Exercise
Reproduce the data word for word, starting at its first line and ending with the line that contains "column 204, row 230", including that line.

Source records
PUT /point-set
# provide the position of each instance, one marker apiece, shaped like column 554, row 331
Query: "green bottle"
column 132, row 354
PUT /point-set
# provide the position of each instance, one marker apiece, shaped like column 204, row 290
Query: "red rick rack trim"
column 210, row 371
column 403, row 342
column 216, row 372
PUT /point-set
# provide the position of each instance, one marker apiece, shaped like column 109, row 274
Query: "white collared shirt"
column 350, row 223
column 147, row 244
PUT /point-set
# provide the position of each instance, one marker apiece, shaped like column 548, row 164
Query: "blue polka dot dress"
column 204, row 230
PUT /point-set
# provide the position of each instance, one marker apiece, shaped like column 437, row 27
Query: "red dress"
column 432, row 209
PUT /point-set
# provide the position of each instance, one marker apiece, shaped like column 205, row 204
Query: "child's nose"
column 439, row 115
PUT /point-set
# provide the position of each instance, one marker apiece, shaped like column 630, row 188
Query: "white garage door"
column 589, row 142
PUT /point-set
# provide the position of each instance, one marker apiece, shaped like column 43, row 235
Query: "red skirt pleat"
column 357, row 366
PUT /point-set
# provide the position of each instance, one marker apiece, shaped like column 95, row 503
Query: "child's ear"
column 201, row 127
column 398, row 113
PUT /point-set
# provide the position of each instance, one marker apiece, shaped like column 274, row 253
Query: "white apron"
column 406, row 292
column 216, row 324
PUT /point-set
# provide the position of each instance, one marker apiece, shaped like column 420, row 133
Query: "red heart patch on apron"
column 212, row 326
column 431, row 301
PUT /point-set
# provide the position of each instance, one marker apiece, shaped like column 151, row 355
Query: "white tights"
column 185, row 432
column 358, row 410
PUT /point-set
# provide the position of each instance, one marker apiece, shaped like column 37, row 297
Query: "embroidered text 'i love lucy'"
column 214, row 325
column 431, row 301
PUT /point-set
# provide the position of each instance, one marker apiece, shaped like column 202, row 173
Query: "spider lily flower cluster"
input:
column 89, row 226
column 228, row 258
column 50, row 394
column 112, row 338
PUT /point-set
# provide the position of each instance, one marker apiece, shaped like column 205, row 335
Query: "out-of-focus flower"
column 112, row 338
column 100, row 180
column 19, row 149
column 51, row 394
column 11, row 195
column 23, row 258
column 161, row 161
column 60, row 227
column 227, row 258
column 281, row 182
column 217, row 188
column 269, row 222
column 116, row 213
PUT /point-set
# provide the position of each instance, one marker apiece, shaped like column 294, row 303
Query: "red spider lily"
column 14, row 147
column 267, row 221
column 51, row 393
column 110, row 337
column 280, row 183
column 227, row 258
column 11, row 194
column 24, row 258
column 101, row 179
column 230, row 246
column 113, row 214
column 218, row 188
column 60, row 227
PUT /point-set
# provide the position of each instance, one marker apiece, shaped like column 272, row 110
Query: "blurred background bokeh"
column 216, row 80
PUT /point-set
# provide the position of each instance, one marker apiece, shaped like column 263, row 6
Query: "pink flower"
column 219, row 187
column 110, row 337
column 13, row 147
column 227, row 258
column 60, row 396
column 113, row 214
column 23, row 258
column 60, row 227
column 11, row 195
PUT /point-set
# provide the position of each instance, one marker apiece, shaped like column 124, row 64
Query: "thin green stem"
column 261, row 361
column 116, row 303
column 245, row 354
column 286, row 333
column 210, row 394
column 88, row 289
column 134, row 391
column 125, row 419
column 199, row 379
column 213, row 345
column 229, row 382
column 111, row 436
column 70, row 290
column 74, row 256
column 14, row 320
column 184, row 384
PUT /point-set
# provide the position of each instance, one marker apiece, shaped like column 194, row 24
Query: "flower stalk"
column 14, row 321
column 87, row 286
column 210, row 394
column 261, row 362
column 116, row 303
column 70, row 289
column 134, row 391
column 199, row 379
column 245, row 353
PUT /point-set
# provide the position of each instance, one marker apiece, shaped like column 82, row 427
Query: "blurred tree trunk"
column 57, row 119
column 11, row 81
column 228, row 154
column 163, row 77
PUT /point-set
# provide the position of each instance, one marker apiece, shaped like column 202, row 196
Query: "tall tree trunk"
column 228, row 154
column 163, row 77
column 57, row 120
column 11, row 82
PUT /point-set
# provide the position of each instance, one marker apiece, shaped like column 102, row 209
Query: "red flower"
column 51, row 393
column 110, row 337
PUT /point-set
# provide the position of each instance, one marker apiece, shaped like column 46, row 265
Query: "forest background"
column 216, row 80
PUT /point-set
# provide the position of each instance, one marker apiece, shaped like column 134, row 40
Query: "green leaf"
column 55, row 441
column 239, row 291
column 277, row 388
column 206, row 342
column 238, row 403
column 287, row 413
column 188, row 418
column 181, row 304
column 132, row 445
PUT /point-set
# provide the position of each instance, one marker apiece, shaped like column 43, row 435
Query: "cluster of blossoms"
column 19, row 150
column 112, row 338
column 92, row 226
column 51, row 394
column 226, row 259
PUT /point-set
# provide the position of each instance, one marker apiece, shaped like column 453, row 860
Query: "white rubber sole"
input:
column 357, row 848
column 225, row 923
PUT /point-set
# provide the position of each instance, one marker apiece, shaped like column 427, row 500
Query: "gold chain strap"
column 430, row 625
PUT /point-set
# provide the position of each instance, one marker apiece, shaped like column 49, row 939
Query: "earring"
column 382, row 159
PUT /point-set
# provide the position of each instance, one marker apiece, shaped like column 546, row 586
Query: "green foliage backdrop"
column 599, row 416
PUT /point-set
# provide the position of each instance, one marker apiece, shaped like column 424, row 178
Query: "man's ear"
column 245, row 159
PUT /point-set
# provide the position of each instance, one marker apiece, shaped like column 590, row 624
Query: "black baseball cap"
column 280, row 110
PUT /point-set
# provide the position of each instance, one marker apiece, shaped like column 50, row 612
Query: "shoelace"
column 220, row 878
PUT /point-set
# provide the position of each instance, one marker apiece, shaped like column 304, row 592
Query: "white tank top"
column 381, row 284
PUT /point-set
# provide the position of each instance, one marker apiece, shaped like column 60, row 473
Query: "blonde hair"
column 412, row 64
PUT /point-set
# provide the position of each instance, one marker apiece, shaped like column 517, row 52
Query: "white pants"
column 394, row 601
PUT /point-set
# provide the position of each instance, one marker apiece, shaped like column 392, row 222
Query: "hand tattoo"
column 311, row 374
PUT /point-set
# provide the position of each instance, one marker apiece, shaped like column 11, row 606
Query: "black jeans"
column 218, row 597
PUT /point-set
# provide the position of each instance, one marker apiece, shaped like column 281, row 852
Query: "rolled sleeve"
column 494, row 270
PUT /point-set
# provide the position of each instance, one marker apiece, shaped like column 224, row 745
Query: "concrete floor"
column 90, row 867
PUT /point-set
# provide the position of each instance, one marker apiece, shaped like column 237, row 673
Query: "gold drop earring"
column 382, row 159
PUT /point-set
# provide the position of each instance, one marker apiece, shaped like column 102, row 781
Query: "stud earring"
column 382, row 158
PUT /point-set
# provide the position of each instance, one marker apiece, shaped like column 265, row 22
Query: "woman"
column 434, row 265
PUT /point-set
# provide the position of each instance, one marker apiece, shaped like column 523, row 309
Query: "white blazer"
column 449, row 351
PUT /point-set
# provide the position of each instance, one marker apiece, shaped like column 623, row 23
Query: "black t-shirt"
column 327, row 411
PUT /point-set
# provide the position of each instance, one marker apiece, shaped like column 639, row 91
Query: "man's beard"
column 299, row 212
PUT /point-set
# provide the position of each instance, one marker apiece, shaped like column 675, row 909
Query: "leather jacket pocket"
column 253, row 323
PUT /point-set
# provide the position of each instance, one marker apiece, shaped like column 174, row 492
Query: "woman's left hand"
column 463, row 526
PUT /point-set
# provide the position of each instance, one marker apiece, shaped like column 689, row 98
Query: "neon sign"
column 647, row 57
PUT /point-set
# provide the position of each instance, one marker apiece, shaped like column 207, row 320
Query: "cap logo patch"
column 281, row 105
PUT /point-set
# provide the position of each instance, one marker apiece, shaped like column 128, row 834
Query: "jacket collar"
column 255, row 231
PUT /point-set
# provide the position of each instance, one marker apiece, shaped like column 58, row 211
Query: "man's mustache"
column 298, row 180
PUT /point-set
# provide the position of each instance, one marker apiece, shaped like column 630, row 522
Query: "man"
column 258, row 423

Correct answer
PUT /point-set
# provide the position of each instance, one marker apiece, shaped like column 554, row 331
Query: "green bottle"
column 132, row 354
PUT /point-set
# provide the position of each instance, one marker apiece, shaped like column 204, row 290
Query: "red rick rack trim"
column 210, row 371
column 403, row 342
column 216, row 372
PUT /point-set
# provide the position of each instance, one marker apiece, shaped like column 109, row 274
Query: "white collared shirt"
column 350, row 223
column 147, row 244
PUT /point-set
# provide the position of each instance, one marker apiece, shaped like column 548, row 164
Query: "blue polka dot dress"
column 204, row 230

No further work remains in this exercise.